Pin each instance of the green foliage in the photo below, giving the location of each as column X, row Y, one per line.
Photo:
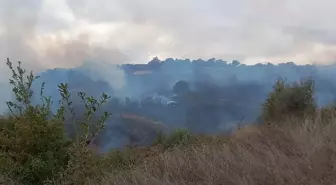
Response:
column 177, row 138
column 33, row 144
column 289, row 100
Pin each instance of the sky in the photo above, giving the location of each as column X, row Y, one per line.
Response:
column 65, row 33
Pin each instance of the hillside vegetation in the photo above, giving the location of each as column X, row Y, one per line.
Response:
column 295, row 144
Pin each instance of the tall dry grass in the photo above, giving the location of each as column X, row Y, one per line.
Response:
column 297, row 152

.....

*Task requirements*
If a record holds a picture, drop the picture and return the rest of it exactly.

*Response*
Pin each instance of the green foliage in the photo below, giving the location of each as column X, row Y, one per line.
Photo:
Response:
column 177, row 138
column 33, row 144
column 289, row 100
Pin each instance of the sky in the photo above, giving the location of each as column X, row Y, one per line.
Response:
column 65, row 33
Pin each instance of the hillside vegetation in the photo above, giving the location of each as column X, row Y, one per line.
Response:
column 295, row 144
Pin each instance of the tall dry grass in the photo above, giving the location of each as column X, row Y, one per line.
Response:
column 297, row 152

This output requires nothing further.